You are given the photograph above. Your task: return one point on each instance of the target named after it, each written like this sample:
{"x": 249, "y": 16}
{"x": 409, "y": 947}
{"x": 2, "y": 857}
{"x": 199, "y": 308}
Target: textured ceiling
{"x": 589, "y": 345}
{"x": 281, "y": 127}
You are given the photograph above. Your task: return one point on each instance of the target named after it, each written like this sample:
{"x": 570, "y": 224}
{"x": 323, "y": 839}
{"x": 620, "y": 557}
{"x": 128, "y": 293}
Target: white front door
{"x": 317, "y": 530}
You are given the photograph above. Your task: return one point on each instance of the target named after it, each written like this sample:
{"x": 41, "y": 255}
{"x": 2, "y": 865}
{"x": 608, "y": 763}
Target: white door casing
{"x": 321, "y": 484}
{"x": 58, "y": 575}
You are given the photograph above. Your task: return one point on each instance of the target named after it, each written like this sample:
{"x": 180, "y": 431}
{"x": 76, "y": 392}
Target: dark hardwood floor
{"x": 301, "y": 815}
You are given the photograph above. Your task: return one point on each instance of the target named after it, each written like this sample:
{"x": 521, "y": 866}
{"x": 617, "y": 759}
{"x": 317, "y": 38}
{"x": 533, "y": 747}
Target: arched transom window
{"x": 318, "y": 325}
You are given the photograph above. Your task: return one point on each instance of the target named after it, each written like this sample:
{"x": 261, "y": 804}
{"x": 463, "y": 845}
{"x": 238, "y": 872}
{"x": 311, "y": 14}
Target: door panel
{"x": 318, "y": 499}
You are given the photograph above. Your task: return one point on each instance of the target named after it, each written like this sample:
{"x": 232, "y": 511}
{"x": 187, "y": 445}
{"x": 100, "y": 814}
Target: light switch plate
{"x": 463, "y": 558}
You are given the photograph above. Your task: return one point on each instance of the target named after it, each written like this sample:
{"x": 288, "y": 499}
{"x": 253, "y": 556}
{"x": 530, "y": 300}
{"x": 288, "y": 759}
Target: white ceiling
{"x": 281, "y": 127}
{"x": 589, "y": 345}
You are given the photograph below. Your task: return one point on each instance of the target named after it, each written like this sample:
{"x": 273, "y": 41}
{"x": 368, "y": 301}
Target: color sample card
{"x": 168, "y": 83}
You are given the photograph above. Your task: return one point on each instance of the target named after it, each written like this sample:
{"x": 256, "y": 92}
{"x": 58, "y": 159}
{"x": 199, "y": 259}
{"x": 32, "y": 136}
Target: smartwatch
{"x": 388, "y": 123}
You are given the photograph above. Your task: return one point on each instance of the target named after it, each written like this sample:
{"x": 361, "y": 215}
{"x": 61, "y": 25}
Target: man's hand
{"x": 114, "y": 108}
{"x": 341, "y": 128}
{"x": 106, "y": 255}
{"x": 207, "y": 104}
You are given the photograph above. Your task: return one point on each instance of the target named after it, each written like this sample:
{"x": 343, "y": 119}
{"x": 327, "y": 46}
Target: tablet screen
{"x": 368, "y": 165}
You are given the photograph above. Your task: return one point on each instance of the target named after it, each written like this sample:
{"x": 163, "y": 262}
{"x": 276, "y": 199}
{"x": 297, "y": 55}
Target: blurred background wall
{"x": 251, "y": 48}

==================================================

Reproduce the entire listing word for word.

### Result
You are given the photograph above. Your task: return one point on each instance of the target named after it, each written like this sample:
{"x": 249, "y": 16}
{"x": 409, "y": 947}
{"x": 2, "y": 857}
{"x": 199, "y": 308}
Target: textured ceiling
{"x": 589, "y": 345}
{"x": 281, "y": 127}
You are given the photograph above. Your task: return one point on each instance of the target named after it, each written like this sample:
{"x": 570, "y": 224}
{"x": 323, "y": 839}
{"x": 620, "y": 557}
{"x": 128, "y": 293}
Target: white front door
{"x": 317, "y": 530}
You are given the photograph above. Your task: return one point on each instance of the target named after it, each written like this sample:
{"x": 41, "y": 255}
{"x": 2, "y": 865}
{"x": 608, "y": 763}
Target: white door casing
{"x": 321, "y": 484}
{"x": 58, "y": 575}
You are given the photograph above. Your task: return one point on each instance of the target named after it, each written like this sample:
{"x": 180, "y": 431}
{"x": 76, "y": 392}
Target: dark hardwood floor
{"x": 301, "y": 815}
You are given the photograph above. Your task: return one point on each instance of the target named after it, each written like this sample:
{"x": 521, "y": 866}
{"x": 617, "y": 759}
{"x": 317, "y": 38}
{"x": 533, "y": 747}
Target: arched transom window
{"x": 318, "y": 325}
You are given the photograph above. Your task: return one point on each instance of the target named after it, each written like this sample:
{"x": 261, "y": 804}
{"x": 463, "y": 845}
{"x": 238, "y": 872}
{"x": 311, "y": 14}
Target: door panel
{"x": 318, "y": 499}
You are given the photograph above. Your task: return one point on each instance of the target named after it, each written like this sample:
{"x": 232, "y": 511}
{"x": 187, "y": 445}
{"x": 100, "y": 814}
Target: light switch plate
{"x": 463, "y": 558}
You are given the photograph above. Your task: return one point on each instance of the target named after it, each written like this sample:
{"x": 288, "y": 499}
{"x": 253, "y": 556}
{"x": 530, "y": 300}
{"x": 288, "y": 759}
Target: white ceiling
{"x": 281, "y": 127}
{"x": 589, "y": 345}
You are given the photograph below. Your task: return one point on each instance of the target named after it, each written like this sample:
{"x": 273, "y": 41}
{"x": 368, "y": 301}
Target: color sample card
{"x": 168, "y": 83}
You are given the photograph above. Your task: return one point on each instance of the target named after it, each written like this sample:
{"x": 256, "y": 92}
{"x": 58, "y": 159}
{"x": 199, "y": 259}
{"x": 32, "y": 136}
Target: smartwatch
{"x": 388, "y": 123}
You are given the photograph above. Your task: return one point on each instance of the target named after it, each written like this sample:
{"x": 361, "y": 215}
{"x": 61, "y": 25}
Target: man's hand
{"x": 114, "y": 108}
{"x": 341, "y": 128}
{"x": 106, "y": 255}
{"x": 207, "y": 104}
You are given the photograph above. Your task: return one point on each instance of the target named after it, each written like this sample:
{"x": 343, "y": 119}
{"x": 327, "y": 46}
Target: tablet screen
{"x": 368, "y": 165}
You are given the photograph above. Your task: return one point on each instance of the target named after it, each written like this sample:
{"x": 163, "y": 262}
{"x": 276, "y": 199}
{"x": 297, "y": 55}
Target: blurred background wall
{"x": 251, "y": 48}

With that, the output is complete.